*Selected excerpt*

-- Begin --

Brother Chân Pháp Ứng
The love of the ancestors
The never-broken transmission of the love between teacher and disciple, through many generations, including the World-Honored One, is real. I have received our grandfather teacher’s love for Thay, his disciple, in a way that I can feel. It manifested during a retreat that was very difficult for me.
At that time I had only practised for four or five years and my practice was not yet stable. The sangha nominated me and another novice brother to lead a retreat in Germany. It was a five-day retreat for Vietnamese and German people. The retreatants shared their deep suffering and some even expressed suicidal thoughts. I cried during a Dharma talk knowing my strength of practice was still weak. I was like a lost child who cried to seek help from the spiritual energy of our ancestral teachers.
The retreat somehow unfolded wonderfully. During the ceremony to express gratitude to the Three Jewels, as I touched the earth with the sangha, I suddenly felt that without my knowing it, our grandfather teacher was there supporting me throughout the whole retreat. In that moment, all the stress, all the worries dissolved. I felt our grandfather teacher’s love in its entirety. That love was received by Thay and passed on to me. Grandfather teacher held me in his heart. That love made me light, strong, and filled with humility.
After the retreat we held a Day of Mindfulness for Vietnamese and German people. The walking meditation took place under a beautiful autumn sun. I held the hand of a young Vietnamese child who walked and played, kicking up the leaves. As the one leading the walking meditation, I held my posture upright and solemn. Suddenly I thought: Why don’t I let myself play a little with my feet and the leaves?” My body and mind opened at that thought and I could be myself. I did not need to be tense. I heard Thay’s voice from the depths of my heart: Thay does not ask for anything more. Thay just wants you to be happy. I was very grateful for that voice.

-- End --

*Exercise instructions*
(1) In the reflection on the love of the ancestors, how many days did the retreat in Germany last?
(2) In the records, take the part that opens with the line containing "Mark the man's hand" and runs through the end of the records, and rewrite it with "maroon" changed to "burgundy", leaving everything else as is.
The text and the records have no connection to each other.

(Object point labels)
-- Begin --

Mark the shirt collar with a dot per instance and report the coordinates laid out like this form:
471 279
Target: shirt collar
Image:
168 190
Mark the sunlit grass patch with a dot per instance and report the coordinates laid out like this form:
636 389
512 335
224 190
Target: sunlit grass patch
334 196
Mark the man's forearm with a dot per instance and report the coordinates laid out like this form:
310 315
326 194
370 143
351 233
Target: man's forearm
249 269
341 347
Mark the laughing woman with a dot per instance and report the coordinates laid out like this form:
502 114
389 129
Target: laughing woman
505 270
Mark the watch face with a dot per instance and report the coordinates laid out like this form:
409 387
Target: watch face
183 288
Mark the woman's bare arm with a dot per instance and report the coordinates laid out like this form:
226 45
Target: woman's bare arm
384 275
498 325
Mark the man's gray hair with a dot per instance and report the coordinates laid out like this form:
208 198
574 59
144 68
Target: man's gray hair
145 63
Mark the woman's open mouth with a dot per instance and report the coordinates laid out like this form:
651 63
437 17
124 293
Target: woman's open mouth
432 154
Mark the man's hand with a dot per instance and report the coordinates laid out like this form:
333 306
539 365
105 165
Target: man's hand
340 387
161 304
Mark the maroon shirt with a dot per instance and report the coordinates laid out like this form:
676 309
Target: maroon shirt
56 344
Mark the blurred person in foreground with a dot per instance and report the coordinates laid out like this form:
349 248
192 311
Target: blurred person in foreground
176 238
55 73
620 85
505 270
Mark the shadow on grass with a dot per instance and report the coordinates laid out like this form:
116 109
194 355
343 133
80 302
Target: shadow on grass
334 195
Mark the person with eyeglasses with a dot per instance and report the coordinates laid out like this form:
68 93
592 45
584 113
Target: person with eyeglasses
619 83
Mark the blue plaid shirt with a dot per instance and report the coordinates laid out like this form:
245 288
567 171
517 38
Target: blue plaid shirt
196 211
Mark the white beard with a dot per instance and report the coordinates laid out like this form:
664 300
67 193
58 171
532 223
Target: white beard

-- End --

*Outputs in order*
(1) Five days.

(2)
Mark the man's hand with a dot per instance and report the coordinates laid out like this form:
333 306
539 365
105 165
Target: man's hand
340 387
161 304
Mark the burgundy shirt with a dot per instance and report the coordinates laid out like this form:
676 309
Target: burgundy shirt
56 344
Mark the blurred person in foreground with a dot per instance and report the coordinates laid out like this form:
349 248
192 311
Target: blurred person in foreground
176 238
55 73
620 85
505 270
Mark the shadow on grass with a dot per instance and report the coordinates laid out like this form:
116 109
194 355
343 133
80 302
Target: shadow on grass
334 195
Mark the person with eyeglasses with a dot per instance and report the coordinates laid out like this form:
68 93
592 45
584 113
Target: person with eyeglasses
619 83
Mark the blue plaid shirt with a dot per instance and report the coordinates laid out like this form:
245 288
567 171
517 38
Target: blue plaid shirt
196 211
Mark the white beard with a dot per instance and report the coordinates laid out like this form:
664 300
67 193
58 171
532 223
Target: white beard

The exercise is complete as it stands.